*** Dataset entries Section Begins ***

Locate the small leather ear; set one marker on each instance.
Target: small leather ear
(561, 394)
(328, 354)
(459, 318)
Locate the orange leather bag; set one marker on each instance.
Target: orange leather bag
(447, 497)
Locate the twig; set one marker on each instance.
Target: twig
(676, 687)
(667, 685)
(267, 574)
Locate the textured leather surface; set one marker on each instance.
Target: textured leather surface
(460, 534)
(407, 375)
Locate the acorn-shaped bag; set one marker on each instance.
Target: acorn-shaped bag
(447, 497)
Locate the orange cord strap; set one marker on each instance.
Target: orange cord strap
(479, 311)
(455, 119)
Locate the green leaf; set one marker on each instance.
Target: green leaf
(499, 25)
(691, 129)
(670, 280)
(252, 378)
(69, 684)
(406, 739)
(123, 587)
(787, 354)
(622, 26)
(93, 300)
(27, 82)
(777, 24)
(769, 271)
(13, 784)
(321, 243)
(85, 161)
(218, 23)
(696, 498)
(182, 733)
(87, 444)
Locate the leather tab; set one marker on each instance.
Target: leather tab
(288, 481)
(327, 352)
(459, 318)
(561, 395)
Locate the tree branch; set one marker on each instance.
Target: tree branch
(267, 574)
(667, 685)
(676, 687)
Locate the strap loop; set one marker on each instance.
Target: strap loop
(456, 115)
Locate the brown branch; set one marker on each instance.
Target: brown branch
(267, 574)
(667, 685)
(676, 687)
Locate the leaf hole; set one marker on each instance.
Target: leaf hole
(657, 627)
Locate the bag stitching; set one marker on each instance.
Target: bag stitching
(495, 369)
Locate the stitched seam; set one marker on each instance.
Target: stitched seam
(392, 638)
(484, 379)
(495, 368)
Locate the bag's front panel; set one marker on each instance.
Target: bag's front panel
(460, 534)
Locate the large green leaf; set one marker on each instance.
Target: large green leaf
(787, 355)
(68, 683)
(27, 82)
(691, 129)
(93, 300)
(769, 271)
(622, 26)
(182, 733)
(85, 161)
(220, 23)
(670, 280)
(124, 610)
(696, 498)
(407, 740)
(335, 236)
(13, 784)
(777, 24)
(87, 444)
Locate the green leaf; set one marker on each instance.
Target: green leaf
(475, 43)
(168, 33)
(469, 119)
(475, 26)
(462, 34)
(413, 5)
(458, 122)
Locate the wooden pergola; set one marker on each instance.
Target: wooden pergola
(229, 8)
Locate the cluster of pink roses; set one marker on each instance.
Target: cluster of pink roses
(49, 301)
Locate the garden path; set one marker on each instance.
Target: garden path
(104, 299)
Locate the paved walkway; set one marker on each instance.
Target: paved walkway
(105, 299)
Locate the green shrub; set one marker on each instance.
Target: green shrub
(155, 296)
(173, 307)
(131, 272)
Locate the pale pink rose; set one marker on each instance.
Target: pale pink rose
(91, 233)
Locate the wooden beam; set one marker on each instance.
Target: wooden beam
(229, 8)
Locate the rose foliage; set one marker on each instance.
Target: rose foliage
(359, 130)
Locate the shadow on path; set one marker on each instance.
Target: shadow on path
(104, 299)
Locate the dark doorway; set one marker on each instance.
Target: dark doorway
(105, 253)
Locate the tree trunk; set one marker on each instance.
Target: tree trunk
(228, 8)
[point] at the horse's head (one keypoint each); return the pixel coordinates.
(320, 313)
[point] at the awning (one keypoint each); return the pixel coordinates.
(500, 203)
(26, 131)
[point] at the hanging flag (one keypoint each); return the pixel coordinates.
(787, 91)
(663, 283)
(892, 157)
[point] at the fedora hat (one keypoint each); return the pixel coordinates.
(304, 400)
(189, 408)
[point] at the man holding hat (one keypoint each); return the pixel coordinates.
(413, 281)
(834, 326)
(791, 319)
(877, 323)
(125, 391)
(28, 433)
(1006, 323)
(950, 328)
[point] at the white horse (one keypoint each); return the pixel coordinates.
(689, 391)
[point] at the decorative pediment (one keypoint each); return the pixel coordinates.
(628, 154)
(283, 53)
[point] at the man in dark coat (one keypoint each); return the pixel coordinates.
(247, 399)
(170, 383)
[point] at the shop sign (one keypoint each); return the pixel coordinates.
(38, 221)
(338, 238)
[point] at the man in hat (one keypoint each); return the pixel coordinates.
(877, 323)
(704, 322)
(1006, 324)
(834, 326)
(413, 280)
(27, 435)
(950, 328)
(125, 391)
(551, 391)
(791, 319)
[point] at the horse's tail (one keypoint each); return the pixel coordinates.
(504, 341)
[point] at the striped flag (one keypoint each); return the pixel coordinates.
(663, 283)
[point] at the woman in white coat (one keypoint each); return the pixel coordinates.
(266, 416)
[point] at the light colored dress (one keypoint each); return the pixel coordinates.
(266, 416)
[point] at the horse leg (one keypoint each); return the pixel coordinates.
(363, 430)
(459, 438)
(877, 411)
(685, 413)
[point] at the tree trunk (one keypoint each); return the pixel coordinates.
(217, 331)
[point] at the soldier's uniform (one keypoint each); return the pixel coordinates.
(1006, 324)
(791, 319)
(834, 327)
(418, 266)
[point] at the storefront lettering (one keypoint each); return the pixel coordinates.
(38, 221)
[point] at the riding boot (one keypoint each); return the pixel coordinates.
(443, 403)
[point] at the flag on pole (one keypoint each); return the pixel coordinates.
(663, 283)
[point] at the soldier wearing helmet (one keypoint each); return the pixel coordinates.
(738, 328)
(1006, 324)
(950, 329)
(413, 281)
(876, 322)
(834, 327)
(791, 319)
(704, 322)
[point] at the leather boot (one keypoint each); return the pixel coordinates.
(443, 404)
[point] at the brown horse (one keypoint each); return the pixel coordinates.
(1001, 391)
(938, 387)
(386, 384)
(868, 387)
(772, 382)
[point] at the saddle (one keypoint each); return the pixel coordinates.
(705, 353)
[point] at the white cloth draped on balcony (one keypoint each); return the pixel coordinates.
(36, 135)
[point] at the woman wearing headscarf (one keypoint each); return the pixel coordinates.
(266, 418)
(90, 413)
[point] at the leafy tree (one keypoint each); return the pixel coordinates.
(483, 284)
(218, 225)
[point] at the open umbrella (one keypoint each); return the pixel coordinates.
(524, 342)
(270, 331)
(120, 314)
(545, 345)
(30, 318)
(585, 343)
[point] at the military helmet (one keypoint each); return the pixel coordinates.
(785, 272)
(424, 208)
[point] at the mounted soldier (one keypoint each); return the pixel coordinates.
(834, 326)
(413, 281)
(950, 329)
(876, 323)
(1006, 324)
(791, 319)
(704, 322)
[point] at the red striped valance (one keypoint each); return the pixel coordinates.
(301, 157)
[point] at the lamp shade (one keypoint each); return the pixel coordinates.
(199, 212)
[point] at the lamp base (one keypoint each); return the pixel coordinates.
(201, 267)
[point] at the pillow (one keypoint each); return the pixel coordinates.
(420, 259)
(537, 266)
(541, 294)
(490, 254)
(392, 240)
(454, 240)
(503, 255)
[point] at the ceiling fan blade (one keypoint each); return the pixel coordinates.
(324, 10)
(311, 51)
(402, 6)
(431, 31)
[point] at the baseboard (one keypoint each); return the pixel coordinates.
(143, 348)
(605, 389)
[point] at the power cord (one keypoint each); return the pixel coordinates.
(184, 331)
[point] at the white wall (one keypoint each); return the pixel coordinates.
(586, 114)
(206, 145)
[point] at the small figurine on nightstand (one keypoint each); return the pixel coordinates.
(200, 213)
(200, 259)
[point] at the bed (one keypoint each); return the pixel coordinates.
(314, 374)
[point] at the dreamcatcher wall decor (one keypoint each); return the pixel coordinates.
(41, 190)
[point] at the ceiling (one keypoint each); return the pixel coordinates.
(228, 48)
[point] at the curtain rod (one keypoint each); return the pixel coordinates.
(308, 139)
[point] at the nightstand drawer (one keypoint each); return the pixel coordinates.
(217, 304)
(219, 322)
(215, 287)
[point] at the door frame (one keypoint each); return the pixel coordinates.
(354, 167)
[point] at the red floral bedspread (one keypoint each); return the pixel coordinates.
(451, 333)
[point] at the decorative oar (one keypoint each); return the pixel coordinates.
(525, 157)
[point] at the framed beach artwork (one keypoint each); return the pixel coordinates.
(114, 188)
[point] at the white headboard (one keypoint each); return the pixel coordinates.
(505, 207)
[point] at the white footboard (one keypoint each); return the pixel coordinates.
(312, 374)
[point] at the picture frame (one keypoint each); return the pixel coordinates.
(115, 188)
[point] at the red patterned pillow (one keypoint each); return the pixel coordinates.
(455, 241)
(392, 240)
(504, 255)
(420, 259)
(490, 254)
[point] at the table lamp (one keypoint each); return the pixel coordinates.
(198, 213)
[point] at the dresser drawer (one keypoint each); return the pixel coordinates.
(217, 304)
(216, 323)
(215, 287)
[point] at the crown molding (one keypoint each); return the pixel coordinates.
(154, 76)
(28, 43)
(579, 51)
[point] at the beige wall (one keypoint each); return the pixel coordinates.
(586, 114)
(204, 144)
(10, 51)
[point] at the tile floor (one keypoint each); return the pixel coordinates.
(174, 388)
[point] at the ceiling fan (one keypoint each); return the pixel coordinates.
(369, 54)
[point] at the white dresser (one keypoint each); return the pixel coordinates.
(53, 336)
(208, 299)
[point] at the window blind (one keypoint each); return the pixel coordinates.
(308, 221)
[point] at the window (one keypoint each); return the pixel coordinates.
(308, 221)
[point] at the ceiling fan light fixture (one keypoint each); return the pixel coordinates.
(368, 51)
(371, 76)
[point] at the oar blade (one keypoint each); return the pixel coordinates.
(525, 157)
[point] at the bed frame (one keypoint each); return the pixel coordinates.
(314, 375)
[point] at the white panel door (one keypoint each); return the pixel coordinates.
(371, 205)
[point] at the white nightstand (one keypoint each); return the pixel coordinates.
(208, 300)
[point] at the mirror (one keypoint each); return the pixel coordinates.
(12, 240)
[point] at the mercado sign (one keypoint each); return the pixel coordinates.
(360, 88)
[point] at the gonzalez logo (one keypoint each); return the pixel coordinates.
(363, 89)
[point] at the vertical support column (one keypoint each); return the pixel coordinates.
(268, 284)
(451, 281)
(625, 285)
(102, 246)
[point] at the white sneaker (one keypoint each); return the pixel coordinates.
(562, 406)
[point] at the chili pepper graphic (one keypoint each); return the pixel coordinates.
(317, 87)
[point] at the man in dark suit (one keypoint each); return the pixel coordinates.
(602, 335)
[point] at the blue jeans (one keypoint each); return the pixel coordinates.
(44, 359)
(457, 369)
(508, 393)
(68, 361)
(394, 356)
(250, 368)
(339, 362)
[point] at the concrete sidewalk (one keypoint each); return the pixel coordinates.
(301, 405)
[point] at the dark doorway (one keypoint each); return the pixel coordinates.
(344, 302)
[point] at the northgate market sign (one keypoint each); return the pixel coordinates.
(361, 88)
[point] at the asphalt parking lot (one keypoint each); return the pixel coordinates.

*** Dataset entries Section Ends ***

■ Exercise description
Please retype the top of the data exactly, down to and including the line that holds "Locate the leather", and nothing further.

■ Written reply
Locate the small leather ear; set one marker on each instance.
Target: small leather ear
(561, 394)
(328, 354)
(459, 318)
Locate the orange leather bag; set one marker on each instance.
Target: orange leather bag
(447, 497)
Locate the twig; set one marker on each instance.
Target: twig
(676, 687)
(667, 685)
(267, 574)
Locate the textured leather surface; set one marker on each instance.
Target: textured leather surface
(460, 534)
(407, 375)
Locate the acorn-shaped bag; set one marker on each instance.
Target: acorn-shaped bag
(447, 497)
Locate the orange cord strap; set one marker on each instance.
Target: orange cord strap
(479, 311)
(455, 119)
Locate the green leaf; set one marker on each instance.
Target: green leaf
(499, 25)
(691, 129)
(670, 280)
(252, 378)
(69, 684)
(406, 739)
(123, 587)
(787, 354)
(622, 26)
(93, 300)
(27, 82)
(777, 24)
(769, 271)
(13, 784)
(321, 243)
(85, 161)
(218, 23)
(696, 498)
(182, 733)
(87, 444)
Locate the leather tab; set one marker on each instance.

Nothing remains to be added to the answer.